** INSTRUCTION A **
In the excerpted text on building a connected graph from a triangulation, why does the current algorithm filter out tetrahedra that do not contain three of the same nodes as the current one?

** EXCERPTED TEXT **
## START
I am building a connected graph from a triangulation. The graph has a structure as[1]:

Graph.element.nodeId
             .neighbours
     .nodes.positions

And the output of the triangulation has 2 matrices, TRI and points, the first one is a Ntri x 4 array, in each row having the node Ids for each tetrahedron, while the secodn one is a list of point Npoint x 3 size.

I am currently building the graph as in the below code, but it is absurdly slow for any decent sized mesh. The single line that takes almost all time is the find line (marked in the code), the part where the neighbors of the current element are being found.

The current algorithm takes for each tetrahedron all its nodes, and then finds all other tetrahedra that also contain these same nodes. Then it filters out all of the tetrahedra that does not contain 3 same nodes as the current one, leaving only the current tetrahedron's neighbors.
## END
** INSTRUCTION B **
Pull out every line from the entries below that contains the word "white".

** SUPPLIED ENTRIES **
## START
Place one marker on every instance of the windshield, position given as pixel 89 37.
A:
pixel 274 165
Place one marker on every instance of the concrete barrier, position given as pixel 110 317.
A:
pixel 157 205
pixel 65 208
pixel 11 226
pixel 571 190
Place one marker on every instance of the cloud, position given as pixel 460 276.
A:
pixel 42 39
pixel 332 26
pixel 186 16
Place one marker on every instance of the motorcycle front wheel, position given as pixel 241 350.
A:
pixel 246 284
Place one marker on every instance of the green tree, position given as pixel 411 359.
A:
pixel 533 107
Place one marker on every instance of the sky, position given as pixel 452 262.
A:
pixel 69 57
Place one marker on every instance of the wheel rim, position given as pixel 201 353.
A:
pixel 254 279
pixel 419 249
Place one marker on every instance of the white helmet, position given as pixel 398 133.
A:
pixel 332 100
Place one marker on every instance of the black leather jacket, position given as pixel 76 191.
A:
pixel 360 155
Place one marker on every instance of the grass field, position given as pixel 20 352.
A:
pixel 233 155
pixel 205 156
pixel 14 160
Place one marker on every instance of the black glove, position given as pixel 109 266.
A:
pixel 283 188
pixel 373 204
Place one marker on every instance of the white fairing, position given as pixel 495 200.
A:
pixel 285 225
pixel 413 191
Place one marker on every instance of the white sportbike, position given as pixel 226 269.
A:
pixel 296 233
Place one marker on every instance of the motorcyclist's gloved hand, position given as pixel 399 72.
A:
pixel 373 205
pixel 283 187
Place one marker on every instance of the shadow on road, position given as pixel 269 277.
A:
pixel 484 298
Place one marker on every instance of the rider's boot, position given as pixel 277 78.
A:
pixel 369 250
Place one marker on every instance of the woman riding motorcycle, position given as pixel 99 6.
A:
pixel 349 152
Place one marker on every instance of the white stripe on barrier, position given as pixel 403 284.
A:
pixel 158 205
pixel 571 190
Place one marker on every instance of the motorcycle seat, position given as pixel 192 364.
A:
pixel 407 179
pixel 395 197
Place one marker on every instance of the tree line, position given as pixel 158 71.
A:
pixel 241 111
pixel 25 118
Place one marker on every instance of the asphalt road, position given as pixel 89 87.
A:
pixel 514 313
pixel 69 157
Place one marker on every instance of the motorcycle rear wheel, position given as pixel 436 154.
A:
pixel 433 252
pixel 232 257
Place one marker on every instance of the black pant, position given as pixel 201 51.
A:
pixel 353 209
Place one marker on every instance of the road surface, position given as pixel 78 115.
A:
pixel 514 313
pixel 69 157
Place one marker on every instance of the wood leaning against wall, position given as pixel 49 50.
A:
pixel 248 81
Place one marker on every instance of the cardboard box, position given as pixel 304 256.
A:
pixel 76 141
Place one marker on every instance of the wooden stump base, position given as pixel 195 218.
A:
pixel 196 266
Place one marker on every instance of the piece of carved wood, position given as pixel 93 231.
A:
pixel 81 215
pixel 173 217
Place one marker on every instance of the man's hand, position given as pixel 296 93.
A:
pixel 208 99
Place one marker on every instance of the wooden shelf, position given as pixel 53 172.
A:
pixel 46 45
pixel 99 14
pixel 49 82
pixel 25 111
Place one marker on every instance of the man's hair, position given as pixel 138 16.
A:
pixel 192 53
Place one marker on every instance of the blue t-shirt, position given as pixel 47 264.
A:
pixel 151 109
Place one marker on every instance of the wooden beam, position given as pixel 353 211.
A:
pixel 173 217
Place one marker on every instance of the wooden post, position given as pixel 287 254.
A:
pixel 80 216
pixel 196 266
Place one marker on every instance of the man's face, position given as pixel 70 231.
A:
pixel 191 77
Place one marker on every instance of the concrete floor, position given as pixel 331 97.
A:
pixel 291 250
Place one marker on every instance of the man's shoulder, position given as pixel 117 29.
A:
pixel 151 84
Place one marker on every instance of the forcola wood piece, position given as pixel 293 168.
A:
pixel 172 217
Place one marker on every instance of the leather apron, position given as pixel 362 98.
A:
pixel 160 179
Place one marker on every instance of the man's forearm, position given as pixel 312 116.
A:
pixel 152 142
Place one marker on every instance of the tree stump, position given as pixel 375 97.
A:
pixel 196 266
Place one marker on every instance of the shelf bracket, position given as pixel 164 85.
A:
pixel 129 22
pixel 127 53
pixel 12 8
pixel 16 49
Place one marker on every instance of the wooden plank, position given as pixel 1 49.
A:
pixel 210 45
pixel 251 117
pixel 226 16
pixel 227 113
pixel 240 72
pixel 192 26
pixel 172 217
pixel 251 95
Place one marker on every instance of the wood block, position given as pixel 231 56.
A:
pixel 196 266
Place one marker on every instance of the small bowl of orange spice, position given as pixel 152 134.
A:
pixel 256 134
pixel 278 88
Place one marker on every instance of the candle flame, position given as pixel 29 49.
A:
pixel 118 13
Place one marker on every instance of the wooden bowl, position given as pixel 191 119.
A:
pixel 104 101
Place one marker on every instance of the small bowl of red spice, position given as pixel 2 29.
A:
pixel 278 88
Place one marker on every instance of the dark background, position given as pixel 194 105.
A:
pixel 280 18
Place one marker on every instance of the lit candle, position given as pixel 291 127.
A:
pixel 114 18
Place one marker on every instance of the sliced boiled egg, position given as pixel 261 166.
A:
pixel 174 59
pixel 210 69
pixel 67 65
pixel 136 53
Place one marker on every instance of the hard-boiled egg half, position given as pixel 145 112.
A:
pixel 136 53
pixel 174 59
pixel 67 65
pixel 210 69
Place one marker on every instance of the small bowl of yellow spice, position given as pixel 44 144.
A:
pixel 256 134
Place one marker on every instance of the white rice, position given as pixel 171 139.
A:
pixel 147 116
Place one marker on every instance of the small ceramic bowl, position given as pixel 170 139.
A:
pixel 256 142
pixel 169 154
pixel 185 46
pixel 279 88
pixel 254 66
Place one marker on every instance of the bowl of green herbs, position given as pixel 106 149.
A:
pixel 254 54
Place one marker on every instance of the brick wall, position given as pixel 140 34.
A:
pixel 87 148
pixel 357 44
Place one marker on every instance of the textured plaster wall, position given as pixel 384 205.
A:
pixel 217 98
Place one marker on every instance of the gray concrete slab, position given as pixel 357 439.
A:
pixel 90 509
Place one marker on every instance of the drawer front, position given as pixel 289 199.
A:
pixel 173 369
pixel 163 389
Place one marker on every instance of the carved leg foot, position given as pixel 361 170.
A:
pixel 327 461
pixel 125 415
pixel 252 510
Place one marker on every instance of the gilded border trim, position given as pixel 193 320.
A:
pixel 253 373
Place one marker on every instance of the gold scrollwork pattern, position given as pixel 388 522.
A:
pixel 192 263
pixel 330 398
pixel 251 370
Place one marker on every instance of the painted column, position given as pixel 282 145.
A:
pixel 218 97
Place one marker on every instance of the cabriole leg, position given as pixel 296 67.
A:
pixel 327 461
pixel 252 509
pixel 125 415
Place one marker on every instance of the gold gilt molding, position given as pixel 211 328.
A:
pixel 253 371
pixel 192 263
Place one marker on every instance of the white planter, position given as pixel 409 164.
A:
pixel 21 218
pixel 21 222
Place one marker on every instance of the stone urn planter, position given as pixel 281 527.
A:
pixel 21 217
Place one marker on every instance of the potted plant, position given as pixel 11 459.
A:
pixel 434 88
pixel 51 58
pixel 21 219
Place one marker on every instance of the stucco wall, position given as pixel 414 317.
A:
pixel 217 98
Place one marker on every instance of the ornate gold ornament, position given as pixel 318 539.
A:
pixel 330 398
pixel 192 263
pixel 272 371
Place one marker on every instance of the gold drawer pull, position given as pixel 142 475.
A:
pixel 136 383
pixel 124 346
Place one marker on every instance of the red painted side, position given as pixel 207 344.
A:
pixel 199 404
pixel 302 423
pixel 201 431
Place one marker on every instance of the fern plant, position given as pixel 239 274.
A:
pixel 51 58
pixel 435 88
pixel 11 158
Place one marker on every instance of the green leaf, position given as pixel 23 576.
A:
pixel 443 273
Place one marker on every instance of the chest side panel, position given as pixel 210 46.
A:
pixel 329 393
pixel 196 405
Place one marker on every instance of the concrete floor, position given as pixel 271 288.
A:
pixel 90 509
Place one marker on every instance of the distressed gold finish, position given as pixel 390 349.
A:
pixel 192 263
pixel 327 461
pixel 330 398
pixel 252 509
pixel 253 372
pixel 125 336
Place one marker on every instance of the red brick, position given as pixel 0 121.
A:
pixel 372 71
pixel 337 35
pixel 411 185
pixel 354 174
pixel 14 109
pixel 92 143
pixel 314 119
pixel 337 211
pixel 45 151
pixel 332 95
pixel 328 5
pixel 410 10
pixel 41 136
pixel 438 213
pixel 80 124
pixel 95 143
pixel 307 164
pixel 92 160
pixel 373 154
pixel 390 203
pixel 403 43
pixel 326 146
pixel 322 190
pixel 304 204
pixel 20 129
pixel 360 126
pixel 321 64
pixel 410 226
## END
## START
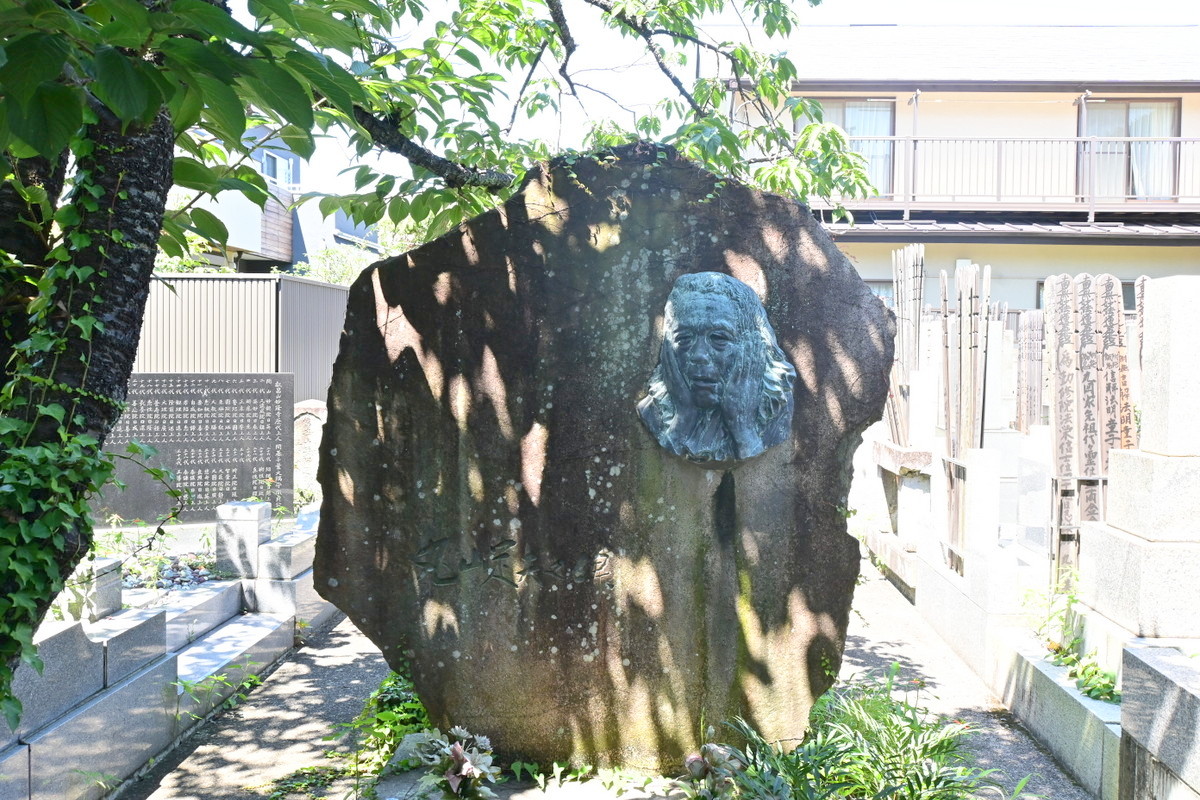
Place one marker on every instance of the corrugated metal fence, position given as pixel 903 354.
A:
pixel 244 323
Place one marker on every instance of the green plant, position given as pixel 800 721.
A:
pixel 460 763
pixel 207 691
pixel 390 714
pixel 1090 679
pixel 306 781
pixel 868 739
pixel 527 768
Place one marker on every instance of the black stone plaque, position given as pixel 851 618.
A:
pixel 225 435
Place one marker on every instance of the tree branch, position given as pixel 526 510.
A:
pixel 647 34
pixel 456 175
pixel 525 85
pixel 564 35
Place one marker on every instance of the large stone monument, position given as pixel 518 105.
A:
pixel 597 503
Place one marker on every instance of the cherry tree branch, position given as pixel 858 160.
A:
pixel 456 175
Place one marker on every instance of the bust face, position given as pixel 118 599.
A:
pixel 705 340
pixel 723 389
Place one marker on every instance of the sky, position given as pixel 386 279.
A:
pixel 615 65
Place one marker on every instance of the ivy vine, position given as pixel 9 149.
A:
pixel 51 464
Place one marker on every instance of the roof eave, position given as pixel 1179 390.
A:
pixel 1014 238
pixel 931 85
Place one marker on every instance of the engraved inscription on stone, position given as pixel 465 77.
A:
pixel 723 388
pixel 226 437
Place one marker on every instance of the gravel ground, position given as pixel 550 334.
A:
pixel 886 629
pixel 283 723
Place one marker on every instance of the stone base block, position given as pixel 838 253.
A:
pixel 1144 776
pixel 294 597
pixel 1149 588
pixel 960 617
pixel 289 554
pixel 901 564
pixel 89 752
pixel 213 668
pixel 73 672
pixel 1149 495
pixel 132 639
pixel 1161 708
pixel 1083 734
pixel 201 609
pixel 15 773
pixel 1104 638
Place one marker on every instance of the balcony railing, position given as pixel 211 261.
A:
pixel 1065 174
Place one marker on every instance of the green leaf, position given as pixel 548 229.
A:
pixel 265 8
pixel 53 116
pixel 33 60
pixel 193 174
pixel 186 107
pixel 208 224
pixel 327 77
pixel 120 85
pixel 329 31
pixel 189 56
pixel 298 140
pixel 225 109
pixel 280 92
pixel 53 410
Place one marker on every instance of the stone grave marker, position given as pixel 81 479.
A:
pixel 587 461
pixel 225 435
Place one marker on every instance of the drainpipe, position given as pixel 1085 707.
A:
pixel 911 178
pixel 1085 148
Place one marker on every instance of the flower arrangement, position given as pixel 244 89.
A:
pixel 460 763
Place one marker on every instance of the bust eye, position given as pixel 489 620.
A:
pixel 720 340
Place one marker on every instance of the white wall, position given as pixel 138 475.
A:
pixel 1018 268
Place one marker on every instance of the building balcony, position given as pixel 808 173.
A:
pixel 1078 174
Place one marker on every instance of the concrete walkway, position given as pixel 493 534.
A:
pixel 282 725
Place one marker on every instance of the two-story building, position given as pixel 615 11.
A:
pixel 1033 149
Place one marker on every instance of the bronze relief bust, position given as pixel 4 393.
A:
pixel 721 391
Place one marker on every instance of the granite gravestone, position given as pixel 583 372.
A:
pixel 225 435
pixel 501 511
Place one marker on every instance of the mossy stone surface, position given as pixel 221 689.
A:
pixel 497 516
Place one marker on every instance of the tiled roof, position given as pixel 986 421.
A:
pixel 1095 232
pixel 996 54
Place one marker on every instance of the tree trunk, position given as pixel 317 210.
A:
## END
** COMPLETE ANSWER A **
The algorithm first finds every other tetrahedron that contains any of the current tetrahedron's nodes. Filtering out those that do not share three nodes leaves only the current tetrahedron's neighbors.

** COMPLETE ANSWER B **
Place one marker on every instance of the white helmet, position given as pixel 398 133.
Place one marker on every instance of the white fairing, position given as pixel 495 200.
Place one marker on every instance of the white sportbike, position given as pixel 226 269.
Place one marker on every instance of the white stripe on barrier, position given as pixel 403 284.
Place one marker on every instance of the white rice, position given as pixel 171 139.
Place one marker on every instance of the white planter, position given as pixel 409 164.
Place one marker on every instance of the white wall, position given as pixel 138 475.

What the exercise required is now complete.